▶ **Short exercise**:
In the items below, report every line that contains the word "window", matching case exactly.
╭─ Data listing
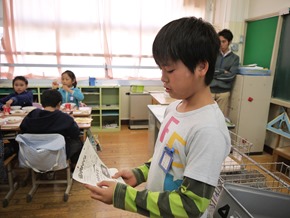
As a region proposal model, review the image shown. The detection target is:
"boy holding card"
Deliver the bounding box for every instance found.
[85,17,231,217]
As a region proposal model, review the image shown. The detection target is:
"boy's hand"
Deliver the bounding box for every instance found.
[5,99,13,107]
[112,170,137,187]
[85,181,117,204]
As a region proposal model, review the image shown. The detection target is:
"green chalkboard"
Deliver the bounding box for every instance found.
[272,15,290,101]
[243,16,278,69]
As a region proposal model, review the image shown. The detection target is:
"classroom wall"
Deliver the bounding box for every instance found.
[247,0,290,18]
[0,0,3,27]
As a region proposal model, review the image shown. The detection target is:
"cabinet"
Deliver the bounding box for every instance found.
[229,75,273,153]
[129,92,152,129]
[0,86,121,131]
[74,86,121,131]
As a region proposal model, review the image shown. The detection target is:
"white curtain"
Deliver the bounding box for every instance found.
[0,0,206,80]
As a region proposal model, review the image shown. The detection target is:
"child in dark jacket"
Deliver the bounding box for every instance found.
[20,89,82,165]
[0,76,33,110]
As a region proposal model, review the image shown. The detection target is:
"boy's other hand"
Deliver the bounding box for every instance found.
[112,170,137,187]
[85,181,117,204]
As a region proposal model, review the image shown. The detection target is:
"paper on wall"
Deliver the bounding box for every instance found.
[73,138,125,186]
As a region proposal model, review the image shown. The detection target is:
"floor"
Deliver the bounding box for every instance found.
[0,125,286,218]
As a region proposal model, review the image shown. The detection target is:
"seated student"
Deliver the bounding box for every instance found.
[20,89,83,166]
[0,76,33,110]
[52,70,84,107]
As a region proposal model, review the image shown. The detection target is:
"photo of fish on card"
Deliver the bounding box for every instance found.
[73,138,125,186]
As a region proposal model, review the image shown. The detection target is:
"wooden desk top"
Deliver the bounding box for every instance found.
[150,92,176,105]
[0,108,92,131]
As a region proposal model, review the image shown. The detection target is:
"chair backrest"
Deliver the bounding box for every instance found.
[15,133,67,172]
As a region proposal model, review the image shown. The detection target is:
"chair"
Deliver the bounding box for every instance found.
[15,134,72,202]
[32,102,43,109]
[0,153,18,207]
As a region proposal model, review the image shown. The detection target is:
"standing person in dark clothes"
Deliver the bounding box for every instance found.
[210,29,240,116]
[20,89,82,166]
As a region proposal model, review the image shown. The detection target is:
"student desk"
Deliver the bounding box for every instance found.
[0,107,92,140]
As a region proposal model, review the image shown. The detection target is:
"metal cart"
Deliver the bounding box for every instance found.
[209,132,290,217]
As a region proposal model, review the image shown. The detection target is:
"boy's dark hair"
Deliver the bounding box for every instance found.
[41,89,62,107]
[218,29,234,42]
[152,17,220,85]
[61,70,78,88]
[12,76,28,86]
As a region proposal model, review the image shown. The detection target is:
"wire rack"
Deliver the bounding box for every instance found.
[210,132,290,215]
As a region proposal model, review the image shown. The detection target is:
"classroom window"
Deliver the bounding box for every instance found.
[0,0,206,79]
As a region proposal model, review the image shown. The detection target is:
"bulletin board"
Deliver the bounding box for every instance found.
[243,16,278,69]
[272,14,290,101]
╰─
╭─ Data listing
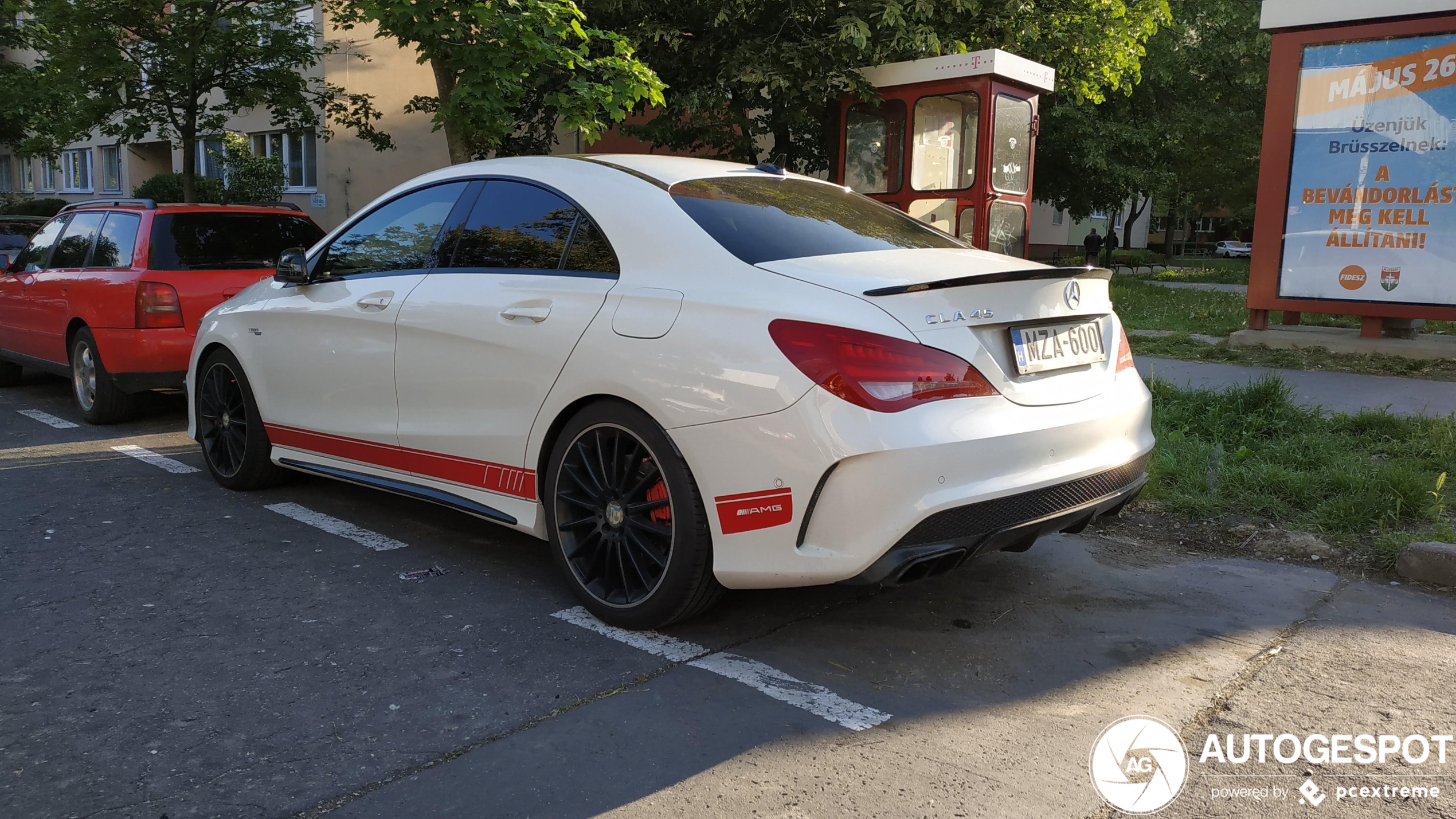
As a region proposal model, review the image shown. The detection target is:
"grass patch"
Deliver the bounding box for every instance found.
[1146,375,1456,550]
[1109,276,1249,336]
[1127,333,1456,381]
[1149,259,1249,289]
╰─
╭─ Data listing
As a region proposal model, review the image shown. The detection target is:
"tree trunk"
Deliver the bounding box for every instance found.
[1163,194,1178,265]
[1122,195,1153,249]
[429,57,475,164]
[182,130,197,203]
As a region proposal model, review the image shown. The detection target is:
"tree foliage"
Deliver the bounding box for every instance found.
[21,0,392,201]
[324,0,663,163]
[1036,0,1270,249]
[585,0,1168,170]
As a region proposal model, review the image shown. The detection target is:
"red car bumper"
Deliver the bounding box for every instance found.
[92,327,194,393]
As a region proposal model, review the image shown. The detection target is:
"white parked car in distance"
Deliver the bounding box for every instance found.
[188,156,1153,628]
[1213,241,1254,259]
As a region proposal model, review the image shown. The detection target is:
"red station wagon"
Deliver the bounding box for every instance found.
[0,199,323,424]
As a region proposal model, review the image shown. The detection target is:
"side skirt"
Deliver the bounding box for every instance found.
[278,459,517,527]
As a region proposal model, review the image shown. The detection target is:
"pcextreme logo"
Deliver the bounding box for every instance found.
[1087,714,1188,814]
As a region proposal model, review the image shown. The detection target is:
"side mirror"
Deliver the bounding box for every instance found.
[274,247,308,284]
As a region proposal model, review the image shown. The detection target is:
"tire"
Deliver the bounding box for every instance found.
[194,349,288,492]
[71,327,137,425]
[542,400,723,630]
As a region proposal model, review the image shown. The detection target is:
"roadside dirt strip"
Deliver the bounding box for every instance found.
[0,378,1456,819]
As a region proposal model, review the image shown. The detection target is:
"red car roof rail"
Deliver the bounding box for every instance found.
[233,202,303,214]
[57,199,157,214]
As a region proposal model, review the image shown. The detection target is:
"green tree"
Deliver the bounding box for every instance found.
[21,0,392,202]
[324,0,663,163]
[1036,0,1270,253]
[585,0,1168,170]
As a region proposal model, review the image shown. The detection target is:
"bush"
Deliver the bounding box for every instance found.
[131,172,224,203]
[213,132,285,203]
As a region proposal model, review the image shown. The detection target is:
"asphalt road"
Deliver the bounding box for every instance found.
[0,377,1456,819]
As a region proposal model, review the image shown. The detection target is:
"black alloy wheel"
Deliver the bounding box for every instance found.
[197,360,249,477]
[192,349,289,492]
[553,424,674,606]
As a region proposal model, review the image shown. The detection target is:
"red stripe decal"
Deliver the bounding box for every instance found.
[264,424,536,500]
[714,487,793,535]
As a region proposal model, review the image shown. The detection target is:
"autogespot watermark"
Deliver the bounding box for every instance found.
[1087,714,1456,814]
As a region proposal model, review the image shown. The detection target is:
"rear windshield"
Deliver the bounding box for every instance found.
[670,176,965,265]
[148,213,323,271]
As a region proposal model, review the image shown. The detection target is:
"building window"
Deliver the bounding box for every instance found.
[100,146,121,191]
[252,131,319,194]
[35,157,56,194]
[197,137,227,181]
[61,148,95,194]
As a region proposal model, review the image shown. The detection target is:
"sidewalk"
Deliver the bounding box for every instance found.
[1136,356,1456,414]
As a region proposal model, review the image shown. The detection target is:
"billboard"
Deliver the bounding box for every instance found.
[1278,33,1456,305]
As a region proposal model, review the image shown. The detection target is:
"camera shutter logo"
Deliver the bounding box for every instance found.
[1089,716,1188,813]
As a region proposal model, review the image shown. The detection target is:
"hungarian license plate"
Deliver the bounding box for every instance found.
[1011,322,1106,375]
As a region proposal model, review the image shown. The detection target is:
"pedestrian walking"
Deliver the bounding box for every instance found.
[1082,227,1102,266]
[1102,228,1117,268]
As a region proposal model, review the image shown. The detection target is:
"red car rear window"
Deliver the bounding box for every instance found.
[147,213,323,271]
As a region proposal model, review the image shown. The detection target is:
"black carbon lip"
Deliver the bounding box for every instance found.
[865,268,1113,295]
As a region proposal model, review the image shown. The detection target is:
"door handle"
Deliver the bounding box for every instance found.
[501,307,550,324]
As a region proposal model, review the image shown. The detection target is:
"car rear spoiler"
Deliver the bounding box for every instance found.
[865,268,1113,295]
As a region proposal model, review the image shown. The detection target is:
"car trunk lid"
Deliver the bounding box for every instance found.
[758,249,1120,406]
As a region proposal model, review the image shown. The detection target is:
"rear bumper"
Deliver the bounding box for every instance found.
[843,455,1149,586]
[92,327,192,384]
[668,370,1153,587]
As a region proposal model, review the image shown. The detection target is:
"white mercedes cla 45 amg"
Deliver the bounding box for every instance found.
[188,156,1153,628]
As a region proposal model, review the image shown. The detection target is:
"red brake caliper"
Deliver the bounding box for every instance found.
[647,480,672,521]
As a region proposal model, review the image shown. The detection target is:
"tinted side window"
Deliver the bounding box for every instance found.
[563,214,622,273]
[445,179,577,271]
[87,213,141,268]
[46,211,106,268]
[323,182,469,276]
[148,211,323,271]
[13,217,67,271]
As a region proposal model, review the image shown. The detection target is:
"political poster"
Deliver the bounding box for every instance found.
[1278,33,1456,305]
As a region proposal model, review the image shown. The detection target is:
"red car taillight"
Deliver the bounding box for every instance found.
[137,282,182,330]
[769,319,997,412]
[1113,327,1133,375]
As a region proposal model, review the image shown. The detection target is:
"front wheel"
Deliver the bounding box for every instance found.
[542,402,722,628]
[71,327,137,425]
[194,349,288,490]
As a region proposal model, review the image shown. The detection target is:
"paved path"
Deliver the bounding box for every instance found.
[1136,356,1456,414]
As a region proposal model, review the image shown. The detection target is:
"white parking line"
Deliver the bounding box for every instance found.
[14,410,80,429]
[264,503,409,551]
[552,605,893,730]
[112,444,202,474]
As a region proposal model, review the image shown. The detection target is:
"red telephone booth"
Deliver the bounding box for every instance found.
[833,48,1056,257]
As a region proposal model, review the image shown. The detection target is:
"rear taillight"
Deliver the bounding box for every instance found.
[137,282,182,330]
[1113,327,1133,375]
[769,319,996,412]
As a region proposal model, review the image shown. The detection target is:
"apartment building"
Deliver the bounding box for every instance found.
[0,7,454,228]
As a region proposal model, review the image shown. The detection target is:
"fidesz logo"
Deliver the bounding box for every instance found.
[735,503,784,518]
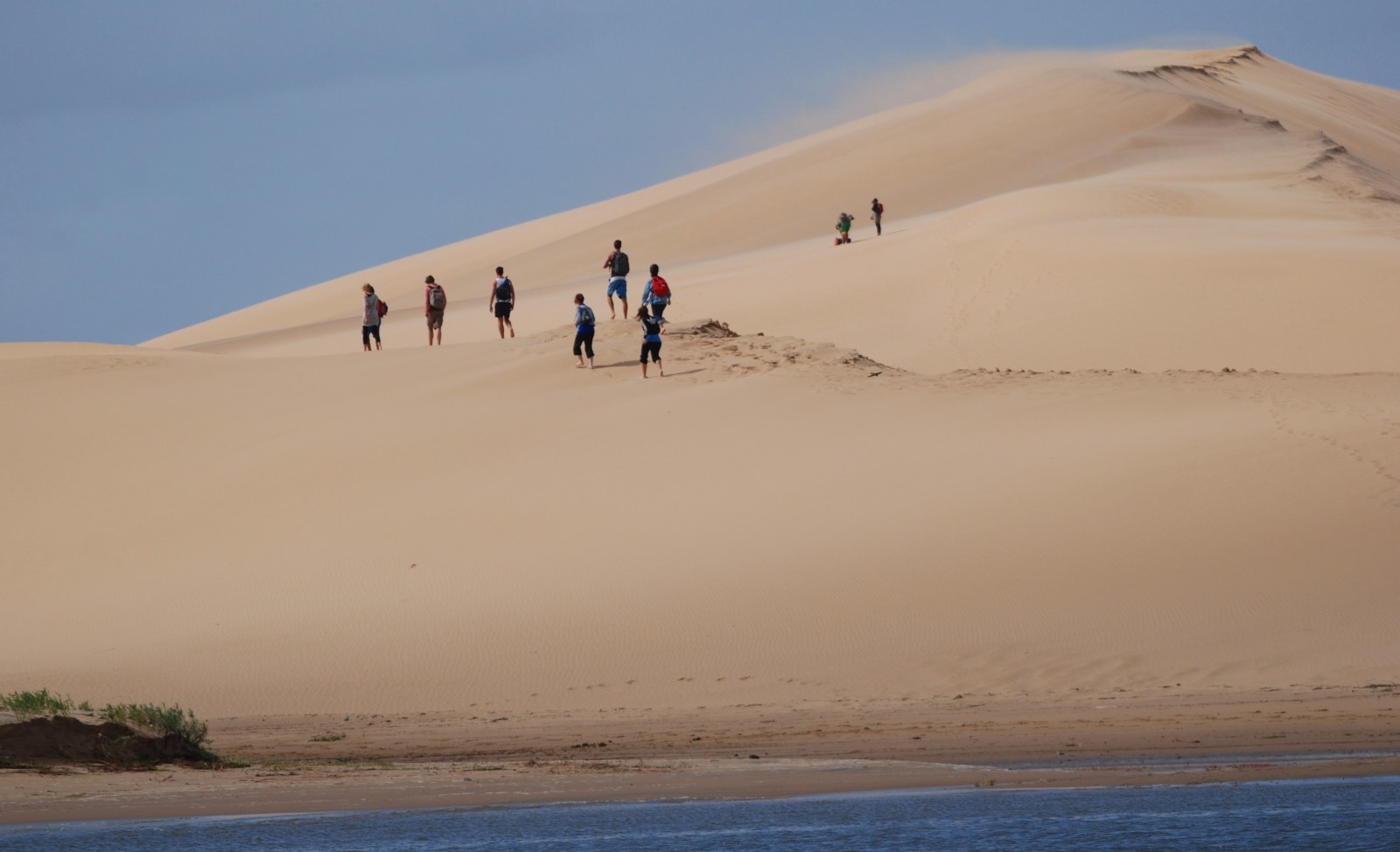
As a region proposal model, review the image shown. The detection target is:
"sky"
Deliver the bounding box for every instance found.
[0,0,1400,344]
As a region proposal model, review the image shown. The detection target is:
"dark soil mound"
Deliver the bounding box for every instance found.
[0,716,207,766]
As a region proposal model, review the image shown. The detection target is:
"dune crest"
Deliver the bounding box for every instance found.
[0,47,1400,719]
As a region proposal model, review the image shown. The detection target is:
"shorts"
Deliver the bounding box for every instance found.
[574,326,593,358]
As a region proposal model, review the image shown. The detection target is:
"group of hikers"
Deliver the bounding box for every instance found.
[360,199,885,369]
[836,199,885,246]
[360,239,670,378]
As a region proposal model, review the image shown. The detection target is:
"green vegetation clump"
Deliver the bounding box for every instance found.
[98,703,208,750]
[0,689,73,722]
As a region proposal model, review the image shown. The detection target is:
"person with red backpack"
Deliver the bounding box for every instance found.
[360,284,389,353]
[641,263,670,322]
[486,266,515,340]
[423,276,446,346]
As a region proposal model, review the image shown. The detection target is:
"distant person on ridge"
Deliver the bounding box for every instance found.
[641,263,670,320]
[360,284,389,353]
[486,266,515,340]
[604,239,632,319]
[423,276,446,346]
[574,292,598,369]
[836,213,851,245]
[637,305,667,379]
╰─
▶ **Exercise result**:
"classroom window"
"building window"
"red car rear window"
"tinted side window"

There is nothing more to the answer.